◆ **TO BE DONE**:
Extract everything in the listing below, from its first line down to the line containing "point(335, 180)", and reproduce those lines unchanged.

═════ MATERIAL SUPPLIED

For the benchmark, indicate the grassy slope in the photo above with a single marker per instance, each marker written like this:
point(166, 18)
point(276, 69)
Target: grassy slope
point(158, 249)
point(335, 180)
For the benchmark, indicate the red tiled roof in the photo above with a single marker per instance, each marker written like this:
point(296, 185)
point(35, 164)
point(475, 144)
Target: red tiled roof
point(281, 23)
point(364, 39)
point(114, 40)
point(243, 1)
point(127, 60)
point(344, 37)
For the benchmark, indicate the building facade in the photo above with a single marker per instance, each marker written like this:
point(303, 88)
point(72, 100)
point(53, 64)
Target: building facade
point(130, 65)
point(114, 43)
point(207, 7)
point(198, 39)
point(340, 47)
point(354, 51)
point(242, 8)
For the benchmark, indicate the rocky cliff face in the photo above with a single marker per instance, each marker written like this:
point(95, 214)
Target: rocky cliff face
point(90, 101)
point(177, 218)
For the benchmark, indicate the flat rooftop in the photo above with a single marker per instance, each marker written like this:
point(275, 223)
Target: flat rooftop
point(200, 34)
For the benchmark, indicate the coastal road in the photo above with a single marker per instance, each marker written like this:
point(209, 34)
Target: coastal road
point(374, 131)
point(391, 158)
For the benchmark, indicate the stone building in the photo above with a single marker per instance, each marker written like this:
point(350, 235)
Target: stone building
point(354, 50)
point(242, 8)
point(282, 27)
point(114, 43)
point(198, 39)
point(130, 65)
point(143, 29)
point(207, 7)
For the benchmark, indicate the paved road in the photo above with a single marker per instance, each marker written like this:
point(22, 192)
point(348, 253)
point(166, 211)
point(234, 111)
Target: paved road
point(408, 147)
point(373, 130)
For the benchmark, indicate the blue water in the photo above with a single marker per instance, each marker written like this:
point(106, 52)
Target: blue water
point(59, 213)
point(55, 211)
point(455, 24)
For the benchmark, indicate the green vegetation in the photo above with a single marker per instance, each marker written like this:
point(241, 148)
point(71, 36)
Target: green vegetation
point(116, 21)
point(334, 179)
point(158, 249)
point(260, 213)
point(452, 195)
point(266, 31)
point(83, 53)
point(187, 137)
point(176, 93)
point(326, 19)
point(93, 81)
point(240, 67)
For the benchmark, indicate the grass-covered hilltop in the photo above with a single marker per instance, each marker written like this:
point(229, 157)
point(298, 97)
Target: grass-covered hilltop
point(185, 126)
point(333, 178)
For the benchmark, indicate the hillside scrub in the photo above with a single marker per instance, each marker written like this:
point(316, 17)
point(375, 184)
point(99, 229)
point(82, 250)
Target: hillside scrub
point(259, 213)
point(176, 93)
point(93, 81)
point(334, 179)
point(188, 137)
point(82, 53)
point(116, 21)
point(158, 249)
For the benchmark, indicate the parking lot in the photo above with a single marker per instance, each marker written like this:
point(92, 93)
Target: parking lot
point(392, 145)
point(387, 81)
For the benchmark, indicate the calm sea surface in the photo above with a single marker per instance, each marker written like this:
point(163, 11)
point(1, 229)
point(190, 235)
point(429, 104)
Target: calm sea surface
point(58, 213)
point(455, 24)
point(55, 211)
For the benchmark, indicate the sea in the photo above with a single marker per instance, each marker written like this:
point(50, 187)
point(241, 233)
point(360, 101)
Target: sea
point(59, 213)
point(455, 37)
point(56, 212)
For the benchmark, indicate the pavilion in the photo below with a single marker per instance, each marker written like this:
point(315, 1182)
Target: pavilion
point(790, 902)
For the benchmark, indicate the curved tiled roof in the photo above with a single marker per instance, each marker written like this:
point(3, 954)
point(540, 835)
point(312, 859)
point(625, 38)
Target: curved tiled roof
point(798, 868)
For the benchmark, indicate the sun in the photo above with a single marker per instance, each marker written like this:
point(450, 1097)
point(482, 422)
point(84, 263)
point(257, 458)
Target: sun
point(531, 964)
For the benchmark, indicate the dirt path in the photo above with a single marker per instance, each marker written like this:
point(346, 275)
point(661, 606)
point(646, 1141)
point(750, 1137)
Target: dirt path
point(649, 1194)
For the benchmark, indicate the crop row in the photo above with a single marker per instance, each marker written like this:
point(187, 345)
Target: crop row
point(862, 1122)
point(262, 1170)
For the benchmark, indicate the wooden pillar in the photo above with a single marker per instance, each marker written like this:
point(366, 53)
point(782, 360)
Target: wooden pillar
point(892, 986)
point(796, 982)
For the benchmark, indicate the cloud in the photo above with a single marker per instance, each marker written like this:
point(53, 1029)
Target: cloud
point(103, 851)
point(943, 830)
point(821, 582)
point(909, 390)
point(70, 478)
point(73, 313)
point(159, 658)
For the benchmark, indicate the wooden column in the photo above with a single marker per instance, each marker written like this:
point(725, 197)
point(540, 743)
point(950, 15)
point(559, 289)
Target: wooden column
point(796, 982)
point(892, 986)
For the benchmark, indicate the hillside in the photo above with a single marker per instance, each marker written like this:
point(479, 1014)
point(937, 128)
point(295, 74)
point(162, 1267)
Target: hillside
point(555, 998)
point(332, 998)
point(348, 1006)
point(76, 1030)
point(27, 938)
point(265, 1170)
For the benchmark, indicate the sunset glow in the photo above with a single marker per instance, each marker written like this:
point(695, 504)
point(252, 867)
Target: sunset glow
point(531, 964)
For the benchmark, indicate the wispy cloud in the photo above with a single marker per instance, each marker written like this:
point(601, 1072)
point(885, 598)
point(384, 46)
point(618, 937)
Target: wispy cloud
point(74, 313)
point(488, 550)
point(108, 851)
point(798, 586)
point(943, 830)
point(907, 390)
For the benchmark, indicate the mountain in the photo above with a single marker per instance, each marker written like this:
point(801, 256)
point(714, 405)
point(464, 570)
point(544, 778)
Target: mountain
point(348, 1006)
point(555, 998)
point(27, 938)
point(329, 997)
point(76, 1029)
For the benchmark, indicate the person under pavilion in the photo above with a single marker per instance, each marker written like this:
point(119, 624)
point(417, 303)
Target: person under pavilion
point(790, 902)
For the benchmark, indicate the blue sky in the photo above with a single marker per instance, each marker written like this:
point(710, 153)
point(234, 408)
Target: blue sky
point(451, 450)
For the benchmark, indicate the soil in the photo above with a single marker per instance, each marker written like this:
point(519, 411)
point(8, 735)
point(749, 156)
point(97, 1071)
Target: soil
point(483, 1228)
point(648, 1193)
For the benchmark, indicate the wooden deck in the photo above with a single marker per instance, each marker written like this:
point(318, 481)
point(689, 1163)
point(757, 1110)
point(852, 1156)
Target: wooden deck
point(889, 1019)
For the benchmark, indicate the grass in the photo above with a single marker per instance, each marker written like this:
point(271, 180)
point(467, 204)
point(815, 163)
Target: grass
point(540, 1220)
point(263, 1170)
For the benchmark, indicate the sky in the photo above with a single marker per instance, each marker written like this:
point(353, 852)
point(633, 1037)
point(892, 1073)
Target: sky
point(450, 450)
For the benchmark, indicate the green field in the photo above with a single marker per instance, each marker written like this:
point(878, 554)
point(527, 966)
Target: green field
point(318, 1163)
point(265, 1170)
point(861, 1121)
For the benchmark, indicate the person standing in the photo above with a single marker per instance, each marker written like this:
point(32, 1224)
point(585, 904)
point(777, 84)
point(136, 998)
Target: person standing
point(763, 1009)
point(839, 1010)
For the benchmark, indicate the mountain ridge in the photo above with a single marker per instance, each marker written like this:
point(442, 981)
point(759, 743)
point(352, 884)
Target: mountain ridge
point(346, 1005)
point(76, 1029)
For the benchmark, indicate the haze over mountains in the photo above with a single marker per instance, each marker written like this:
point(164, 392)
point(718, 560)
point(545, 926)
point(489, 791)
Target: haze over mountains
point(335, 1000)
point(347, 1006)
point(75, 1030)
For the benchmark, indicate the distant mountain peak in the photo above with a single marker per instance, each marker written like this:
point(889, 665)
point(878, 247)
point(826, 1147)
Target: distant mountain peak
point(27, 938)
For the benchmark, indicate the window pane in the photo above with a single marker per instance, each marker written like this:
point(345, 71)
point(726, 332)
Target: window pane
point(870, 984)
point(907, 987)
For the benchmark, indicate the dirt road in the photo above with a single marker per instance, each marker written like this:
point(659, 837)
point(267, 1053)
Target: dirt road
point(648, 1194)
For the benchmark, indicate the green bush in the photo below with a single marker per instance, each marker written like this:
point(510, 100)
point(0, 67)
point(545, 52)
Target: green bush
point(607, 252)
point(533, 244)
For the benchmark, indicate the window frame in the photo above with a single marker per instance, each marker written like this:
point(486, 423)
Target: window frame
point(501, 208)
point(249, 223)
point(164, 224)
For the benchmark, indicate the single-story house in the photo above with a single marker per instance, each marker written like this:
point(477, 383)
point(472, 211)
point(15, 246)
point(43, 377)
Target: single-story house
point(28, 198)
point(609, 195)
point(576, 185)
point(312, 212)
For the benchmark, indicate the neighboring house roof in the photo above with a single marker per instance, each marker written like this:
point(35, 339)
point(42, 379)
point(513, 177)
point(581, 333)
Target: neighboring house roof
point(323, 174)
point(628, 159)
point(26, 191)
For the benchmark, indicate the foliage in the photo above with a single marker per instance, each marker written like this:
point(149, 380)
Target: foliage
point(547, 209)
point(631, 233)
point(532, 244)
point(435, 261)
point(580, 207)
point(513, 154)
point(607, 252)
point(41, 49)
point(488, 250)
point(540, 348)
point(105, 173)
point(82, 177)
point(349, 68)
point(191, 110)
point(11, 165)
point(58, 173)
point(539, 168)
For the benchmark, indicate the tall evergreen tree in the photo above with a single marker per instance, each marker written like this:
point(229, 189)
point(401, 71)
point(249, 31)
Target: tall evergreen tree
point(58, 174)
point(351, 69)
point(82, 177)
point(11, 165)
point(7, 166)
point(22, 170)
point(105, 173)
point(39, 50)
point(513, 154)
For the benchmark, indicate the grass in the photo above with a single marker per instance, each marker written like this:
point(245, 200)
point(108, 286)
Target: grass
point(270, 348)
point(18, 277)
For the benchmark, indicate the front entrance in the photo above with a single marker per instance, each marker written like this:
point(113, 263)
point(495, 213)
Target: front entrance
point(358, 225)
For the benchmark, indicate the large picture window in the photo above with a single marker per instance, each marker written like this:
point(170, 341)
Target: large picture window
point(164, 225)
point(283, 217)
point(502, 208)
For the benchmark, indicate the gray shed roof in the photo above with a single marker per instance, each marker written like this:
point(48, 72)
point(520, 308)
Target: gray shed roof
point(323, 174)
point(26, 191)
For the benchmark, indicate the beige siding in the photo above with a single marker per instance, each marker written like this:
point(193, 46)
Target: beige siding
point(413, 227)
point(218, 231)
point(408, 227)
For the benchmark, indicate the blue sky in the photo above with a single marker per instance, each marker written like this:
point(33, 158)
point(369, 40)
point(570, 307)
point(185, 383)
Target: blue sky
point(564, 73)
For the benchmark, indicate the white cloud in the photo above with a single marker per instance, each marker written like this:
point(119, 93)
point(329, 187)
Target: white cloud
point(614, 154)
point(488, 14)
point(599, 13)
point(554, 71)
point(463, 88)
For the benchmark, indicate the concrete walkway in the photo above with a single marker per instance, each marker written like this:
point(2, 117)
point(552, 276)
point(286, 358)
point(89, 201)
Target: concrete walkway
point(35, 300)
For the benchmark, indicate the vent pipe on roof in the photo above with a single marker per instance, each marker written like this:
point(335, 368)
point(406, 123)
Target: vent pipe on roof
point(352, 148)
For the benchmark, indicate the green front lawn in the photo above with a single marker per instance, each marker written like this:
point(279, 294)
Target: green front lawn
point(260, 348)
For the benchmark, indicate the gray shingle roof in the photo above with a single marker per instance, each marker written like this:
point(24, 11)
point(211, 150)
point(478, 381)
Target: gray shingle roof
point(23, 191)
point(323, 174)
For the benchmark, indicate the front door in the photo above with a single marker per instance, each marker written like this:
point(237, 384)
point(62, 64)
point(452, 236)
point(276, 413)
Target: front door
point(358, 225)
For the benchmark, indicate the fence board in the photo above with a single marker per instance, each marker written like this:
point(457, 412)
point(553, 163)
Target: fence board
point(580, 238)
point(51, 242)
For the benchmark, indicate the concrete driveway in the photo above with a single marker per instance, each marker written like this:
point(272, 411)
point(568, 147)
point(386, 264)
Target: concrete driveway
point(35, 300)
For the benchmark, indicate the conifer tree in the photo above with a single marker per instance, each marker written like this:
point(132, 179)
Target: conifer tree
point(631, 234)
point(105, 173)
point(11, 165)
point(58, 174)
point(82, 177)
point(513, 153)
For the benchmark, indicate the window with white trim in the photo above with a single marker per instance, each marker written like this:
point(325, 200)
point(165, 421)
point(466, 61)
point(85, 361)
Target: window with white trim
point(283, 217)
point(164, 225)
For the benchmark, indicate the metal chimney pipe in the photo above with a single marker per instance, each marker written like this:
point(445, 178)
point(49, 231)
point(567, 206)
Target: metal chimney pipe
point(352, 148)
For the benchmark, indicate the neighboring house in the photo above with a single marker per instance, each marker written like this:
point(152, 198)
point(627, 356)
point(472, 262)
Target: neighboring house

══════════

◆ **RESULT OF THE TASK**:
For the benchmark, indicate the grassy slope in the photo above with a single marker per instance, each marker written like this:
point(166, 18)
point(276, 69)
Target: grassy slope
point(158, 249)
point(335, 180)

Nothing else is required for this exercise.